*** Opening THE DATA ***

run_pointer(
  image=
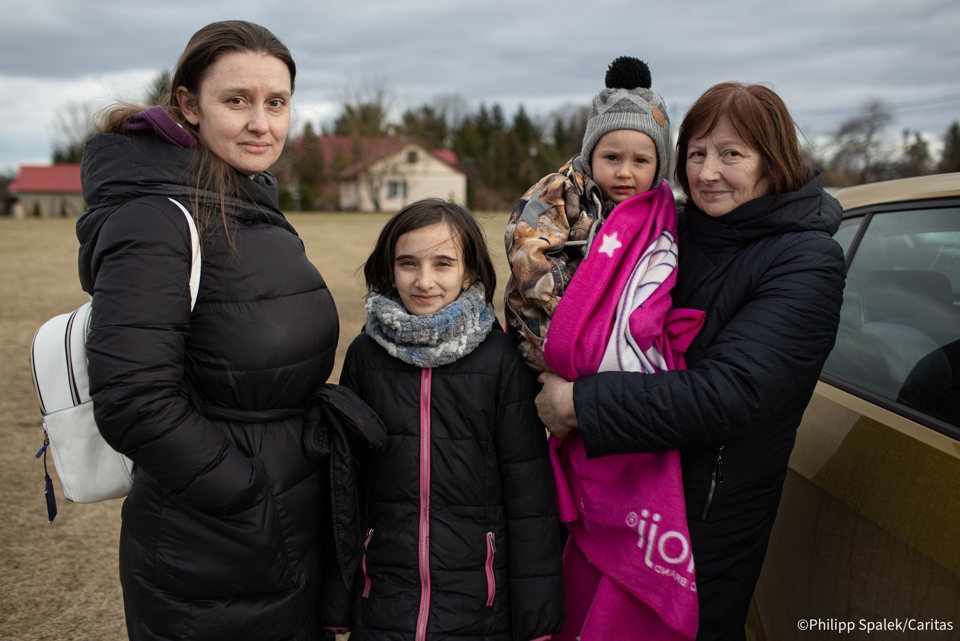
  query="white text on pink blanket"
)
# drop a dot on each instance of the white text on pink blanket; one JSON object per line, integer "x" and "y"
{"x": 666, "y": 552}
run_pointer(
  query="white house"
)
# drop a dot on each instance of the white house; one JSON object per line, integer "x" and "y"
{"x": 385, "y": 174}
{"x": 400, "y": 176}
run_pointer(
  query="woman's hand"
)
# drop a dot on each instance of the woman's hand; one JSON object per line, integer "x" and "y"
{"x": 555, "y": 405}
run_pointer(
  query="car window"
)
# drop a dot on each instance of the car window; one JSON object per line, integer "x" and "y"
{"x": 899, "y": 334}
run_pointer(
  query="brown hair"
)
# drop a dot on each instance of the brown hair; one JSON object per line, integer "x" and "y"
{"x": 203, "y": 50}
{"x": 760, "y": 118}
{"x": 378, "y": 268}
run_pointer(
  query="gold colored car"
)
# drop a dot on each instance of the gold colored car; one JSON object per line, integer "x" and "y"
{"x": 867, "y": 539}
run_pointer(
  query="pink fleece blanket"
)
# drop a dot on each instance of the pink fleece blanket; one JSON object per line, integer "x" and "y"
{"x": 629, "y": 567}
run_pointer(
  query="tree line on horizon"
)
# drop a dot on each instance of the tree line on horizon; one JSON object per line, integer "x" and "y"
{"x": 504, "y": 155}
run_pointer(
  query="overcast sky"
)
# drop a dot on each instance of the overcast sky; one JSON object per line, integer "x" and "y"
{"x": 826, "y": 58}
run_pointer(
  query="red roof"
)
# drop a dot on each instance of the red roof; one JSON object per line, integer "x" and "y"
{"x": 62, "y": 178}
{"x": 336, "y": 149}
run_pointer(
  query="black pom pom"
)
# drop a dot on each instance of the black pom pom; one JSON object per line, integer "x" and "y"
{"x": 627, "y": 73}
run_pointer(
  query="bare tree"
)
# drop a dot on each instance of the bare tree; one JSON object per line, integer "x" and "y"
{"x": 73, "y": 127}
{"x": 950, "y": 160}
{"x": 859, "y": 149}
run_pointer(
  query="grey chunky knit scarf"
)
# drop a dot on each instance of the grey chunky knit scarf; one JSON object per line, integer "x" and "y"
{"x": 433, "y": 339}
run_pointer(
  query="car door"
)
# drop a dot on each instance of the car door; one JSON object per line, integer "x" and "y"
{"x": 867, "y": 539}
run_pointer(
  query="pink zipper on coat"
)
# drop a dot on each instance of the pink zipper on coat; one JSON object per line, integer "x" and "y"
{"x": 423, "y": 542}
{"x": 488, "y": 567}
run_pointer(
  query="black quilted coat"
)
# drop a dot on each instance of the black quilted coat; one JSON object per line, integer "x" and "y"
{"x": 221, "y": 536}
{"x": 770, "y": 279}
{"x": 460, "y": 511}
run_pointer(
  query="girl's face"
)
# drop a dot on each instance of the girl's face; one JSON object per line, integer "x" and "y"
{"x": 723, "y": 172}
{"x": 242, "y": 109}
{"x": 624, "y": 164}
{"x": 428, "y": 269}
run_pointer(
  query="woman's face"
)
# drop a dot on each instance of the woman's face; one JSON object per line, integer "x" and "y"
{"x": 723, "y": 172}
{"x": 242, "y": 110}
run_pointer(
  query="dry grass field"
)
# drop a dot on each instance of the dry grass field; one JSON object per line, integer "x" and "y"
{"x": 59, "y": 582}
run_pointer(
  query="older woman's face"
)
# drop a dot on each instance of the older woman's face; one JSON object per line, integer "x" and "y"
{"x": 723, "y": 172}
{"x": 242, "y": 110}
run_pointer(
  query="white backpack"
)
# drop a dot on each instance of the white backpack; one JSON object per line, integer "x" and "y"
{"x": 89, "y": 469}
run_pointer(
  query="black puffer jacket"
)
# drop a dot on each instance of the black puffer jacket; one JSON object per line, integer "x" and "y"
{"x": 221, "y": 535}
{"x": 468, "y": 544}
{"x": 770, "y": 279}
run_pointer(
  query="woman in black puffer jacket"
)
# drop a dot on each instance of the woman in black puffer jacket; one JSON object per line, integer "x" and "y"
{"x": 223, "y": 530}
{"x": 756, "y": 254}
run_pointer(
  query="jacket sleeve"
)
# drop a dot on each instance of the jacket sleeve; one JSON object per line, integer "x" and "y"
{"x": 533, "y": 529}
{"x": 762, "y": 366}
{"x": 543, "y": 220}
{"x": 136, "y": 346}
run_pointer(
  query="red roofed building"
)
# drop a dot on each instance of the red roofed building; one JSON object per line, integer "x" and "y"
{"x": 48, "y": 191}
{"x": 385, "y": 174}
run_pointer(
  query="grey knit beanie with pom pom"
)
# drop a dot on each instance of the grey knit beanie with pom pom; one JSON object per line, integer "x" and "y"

*** Closing THE DATA ***

■ **ASSIGNMENT**: Scan the records above for the string "beanie", then select every line that holds it.

■ **YOUR SOLUTION**:
  query="grey knit beanie with pom pom"
# drop a dot on each instance of the grey knit beanie with pom pom; one JSON object per line, integer "x" and "y"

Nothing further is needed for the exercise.